ACTION ITEM>
Continue the first-person account of stuttering therapy and finding work, picking up after its last sentence.

Traditional Stuttering Therapy, Career Fairs and No Employment



This stuttering therapy section will probably be sad to read. I was debating for a long time whether I should share my own experiences with employment with you here or not. Mary’s personal success story with employment, which she was kind enough to share with us on my Free section of this site, had a happy ending. My own story, on the other hand, did not for many years to come.

Many years ago, I ended up working as a security officer in the worst part of town. I was making merely five dollars per hour. I remember it was summer. I wore a special uniform and was sweating immensely. Being awfully close to getting a heat stroke, I had all that time to evaluate my life. The only question that seemed to pop up was as followed:

“What happened to me?”

In high school and college, I received a traditional stuttering therapy. That stuttering treatment consisted of learning prolongations, cancellations and pull outs. I have received the same therapy for many years. I was surrounded with so much attention from graduate student clinicians that I was actually enjoying my speech therapy sessions despite the fact that they never worked for me.

ENTRIES PROVIDED>

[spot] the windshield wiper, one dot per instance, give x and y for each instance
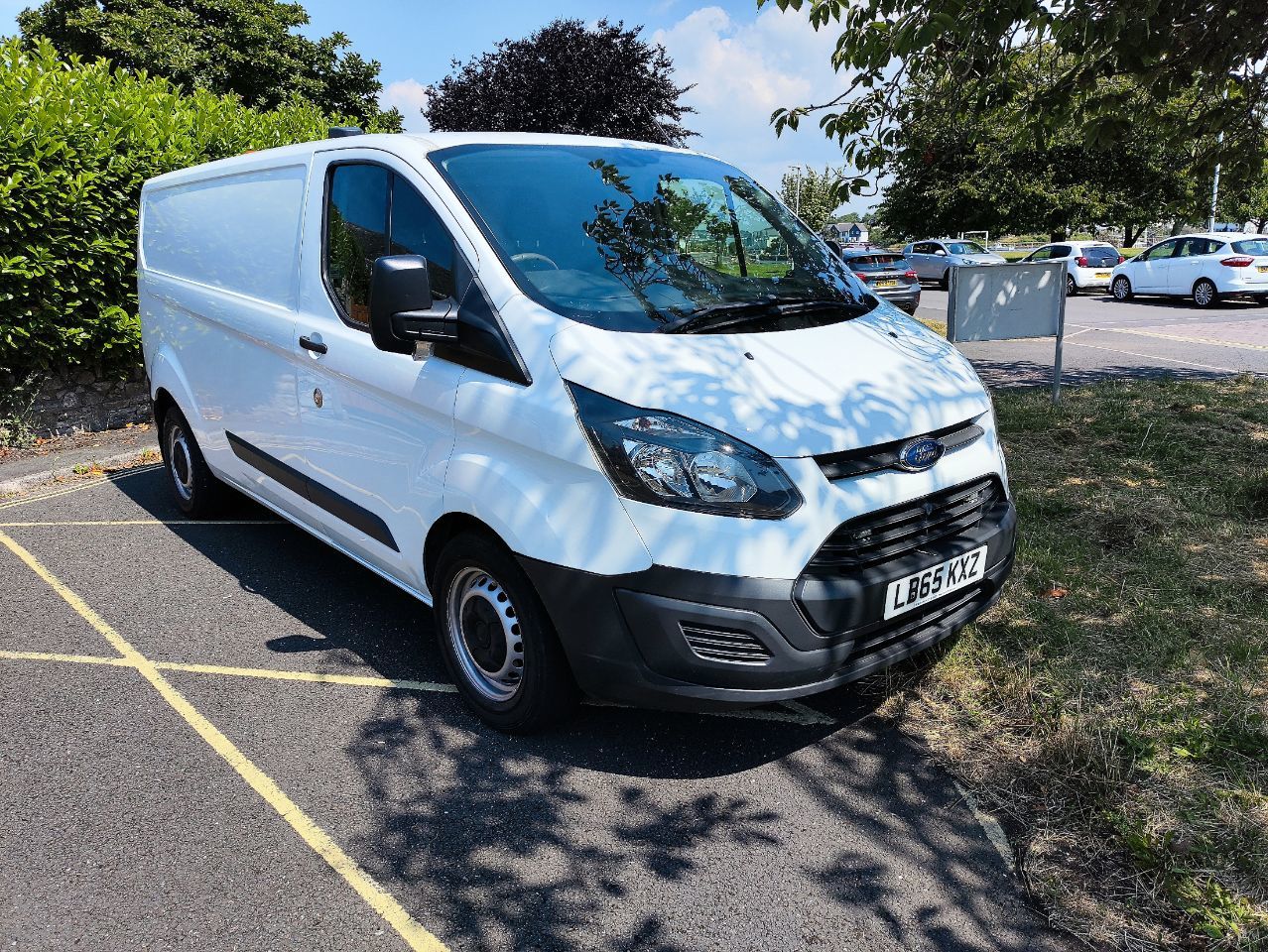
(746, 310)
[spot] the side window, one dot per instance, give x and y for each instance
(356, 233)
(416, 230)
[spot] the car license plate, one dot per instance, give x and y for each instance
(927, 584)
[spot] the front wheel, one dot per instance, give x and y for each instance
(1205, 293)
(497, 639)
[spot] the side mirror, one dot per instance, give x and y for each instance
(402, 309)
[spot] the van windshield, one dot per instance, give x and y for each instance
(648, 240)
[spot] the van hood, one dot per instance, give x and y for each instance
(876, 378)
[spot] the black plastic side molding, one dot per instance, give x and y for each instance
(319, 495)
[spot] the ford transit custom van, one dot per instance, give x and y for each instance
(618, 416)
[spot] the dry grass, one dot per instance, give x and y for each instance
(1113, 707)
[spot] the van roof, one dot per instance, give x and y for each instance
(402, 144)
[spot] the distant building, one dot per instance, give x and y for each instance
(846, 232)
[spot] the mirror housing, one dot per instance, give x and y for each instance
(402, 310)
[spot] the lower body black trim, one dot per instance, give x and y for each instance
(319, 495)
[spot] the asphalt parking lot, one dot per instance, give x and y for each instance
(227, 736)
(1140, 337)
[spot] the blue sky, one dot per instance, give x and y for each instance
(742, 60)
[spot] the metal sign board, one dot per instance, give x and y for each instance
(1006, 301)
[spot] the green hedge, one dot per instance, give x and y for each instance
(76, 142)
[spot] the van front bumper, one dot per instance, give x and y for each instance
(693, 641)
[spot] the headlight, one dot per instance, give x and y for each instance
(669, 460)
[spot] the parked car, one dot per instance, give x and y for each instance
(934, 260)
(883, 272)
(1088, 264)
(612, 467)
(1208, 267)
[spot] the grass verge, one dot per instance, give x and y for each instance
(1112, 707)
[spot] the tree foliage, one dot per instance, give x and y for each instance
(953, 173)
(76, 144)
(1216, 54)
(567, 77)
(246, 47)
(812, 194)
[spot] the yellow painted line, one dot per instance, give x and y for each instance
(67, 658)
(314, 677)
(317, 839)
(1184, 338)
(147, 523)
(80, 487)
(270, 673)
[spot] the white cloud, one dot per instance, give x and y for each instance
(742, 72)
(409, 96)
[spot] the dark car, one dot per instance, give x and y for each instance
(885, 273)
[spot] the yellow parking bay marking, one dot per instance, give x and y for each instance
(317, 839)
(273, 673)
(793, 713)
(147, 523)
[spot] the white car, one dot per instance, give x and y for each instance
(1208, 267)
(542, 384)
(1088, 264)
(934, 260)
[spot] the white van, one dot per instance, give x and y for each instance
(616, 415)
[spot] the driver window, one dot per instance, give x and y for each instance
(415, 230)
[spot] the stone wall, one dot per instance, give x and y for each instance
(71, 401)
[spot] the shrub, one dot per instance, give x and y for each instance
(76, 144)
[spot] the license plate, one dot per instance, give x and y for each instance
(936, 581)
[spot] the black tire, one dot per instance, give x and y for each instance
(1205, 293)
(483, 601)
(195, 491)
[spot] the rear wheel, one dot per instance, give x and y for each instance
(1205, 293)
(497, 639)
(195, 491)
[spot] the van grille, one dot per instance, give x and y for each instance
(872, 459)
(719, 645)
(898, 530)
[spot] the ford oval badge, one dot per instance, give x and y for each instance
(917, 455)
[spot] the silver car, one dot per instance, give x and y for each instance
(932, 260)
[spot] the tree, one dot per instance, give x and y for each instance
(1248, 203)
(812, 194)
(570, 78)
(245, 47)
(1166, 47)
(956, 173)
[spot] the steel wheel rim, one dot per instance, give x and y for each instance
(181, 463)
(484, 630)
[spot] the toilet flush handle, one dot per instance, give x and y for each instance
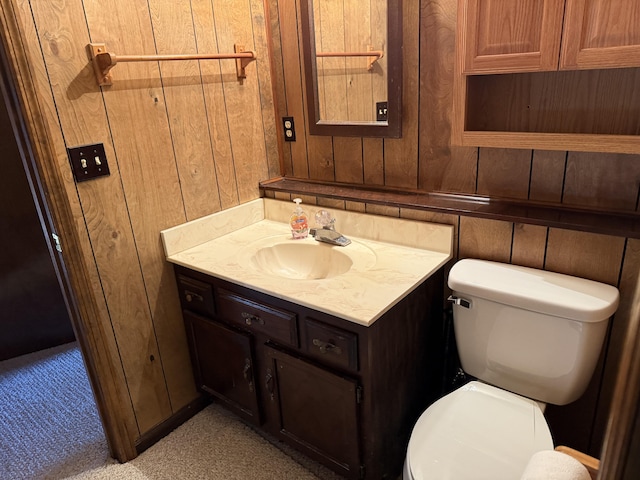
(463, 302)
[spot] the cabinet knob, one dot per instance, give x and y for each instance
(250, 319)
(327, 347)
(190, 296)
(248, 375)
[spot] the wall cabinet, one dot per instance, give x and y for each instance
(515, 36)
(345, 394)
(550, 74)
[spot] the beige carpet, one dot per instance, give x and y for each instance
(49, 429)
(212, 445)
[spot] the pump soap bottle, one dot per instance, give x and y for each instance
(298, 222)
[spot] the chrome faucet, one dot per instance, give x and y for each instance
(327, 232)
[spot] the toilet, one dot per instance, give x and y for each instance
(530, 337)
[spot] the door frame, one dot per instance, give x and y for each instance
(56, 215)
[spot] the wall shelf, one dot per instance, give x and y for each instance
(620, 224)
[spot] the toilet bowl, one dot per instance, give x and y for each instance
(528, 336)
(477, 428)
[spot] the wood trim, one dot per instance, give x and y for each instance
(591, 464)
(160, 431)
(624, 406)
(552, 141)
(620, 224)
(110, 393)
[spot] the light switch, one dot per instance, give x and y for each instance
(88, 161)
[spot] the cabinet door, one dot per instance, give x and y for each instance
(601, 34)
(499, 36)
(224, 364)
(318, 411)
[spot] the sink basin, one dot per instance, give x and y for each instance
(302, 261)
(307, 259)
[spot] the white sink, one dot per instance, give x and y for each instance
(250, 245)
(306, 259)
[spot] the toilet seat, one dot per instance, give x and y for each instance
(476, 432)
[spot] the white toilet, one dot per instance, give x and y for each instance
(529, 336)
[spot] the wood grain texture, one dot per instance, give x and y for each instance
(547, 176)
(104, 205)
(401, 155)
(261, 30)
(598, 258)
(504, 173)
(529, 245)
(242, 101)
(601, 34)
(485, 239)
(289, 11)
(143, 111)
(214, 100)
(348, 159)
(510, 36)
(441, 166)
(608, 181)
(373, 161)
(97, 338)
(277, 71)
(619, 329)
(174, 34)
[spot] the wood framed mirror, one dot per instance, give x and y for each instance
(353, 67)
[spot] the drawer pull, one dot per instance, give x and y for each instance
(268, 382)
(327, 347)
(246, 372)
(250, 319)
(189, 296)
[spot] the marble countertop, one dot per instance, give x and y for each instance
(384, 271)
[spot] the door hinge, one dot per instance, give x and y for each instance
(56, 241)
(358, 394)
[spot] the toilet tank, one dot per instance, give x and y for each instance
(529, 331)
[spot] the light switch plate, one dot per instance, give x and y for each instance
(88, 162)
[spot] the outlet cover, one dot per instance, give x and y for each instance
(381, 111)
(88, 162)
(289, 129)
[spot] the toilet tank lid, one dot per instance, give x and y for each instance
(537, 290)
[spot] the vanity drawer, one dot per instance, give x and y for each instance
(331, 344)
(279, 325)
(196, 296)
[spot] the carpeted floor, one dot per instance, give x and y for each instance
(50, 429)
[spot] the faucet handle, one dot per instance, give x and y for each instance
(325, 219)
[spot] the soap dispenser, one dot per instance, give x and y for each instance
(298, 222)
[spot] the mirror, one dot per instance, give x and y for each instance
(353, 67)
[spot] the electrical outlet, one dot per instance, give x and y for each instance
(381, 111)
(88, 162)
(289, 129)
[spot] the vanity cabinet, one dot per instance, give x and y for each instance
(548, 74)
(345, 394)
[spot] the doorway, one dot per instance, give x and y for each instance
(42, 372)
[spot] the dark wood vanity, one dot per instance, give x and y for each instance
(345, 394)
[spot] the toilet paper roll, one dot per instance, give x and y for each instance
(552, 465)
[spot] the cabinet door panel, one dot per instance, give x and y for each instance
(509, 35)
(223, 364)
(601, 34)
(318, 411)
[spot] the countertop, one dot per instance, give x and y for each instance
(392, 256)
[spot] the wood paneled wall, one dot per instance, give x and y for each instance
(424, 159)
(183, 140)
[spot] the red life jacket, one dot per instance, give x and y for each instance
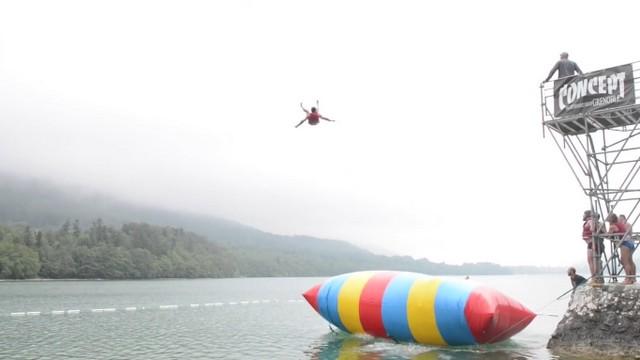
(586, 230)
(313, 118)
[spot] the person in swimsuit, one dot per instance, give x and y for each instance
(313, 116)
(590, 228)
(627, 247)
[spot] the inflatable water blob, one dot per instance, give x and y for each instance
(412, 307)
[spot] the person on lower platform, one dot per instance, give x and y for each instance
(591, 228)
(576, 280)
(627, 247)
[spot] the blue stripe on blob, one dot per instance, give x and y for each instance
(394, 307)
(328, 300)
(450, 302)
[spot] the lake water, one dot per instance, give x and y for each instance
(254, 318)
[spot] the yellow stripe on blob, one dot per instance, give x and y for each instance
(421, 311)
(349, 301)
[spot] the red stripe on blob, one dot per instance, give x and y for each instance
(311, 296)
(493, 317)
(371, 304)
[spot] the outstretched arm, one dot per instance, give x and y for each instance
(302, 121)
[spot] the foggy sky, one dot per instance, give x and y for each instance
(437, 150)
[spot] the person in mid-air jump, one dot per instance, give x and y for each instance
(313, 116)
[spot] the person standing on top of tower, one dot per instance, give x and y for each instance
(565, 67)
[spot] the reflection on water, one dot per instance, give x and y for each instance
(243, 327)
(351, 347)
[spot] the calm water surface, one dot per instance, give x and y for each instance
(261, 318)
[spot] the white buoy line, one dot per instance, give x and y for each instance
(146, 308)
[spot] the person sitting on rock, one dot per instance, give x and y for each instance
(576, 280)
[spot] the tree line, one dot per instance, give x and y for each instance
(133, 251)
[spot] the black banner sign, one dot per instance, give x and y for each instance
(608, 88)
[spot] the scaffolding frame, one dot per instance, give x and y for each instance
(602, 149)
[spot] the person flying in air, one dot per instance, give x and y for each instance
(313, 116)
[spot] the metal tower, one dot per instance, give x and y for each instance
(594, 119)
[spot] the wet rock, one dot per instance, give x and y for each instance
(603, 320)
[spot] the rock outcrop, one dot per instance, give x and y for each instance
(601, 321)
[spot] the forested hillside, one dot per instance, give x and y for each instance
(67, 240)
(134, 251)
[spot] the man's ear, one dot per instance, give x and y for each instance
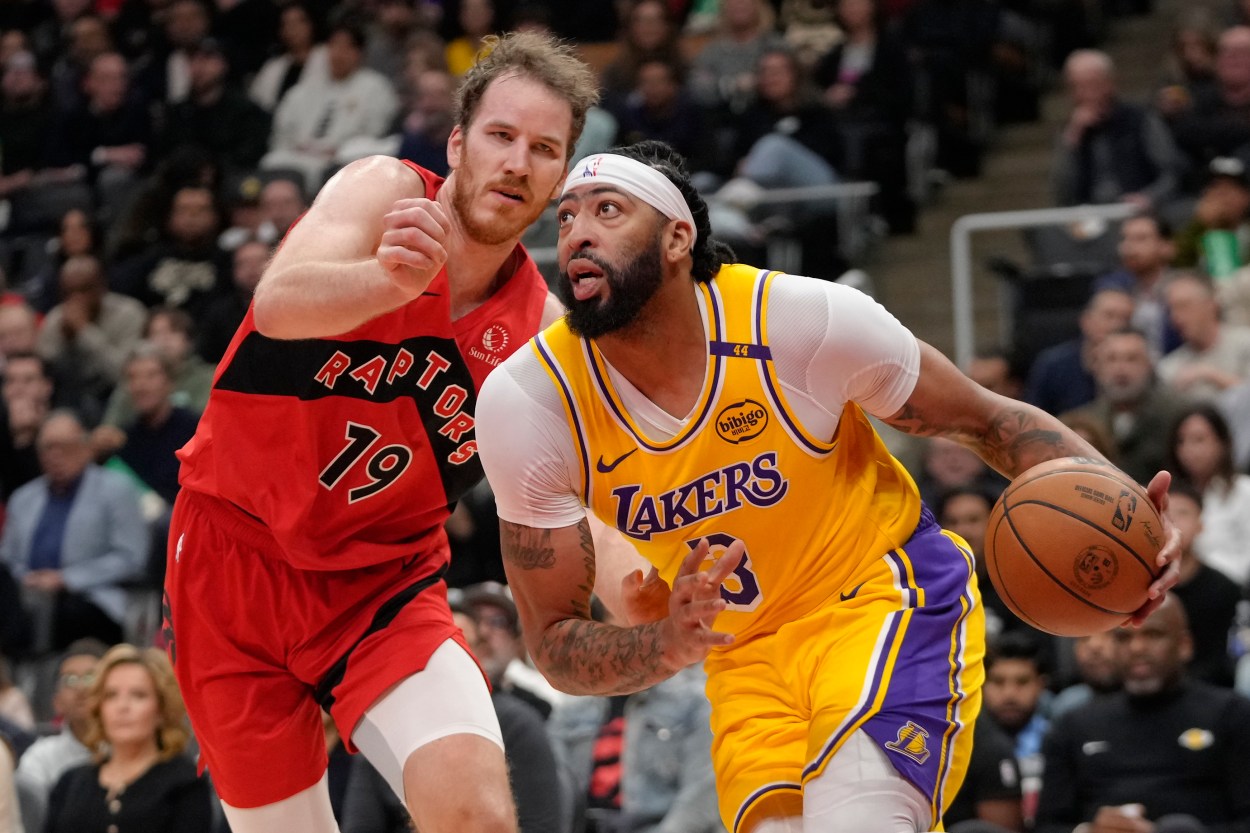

EXPECTED OUTPUT>
However, one day came and everything had stopped. I showed up for my university graduation. I was happy and hopeful for just that day. After that day, I was left to face a real world on my own. Needless to say, I was scared. My traditional stuttering therapy was over. All graduate student clinicians were gone. I still could not put two words together without stuttering.

Previously, I attended several career fairs in my college. I would give my resume to potential employers. I would go to various interviews only to see the door smashed at my face. I had good grades. I received a scholarship in university. I had plans and career goals much like other students. Nevertheless, there still was no job for me. These events took place when our economy was booming. Anybody could have gotten a job back then…anybody, but me.

I was intelligent to understand what was happening to me. My mouth was my main enemy. I could not get the words out. The employer would ask me various questions. I would get stuck in the middle of sentence. Instead of saying the words, I would make various sounds. Most employers probably thought I was a crazy person. At one point of time, I got so upset and frustrated I thought I was going to flash my university degree down the toilet. You see stuttering will not “kill” you. However, it does have a great ability to destroy any chance you might have at having a decent future.

Well, I needed to make money somehow to survive. I had to go to apply for various security officer's positions. I knew I still could get one of those positions. I did not have to talk much anyway. Those positions did not require any formal education and paid minimum wage.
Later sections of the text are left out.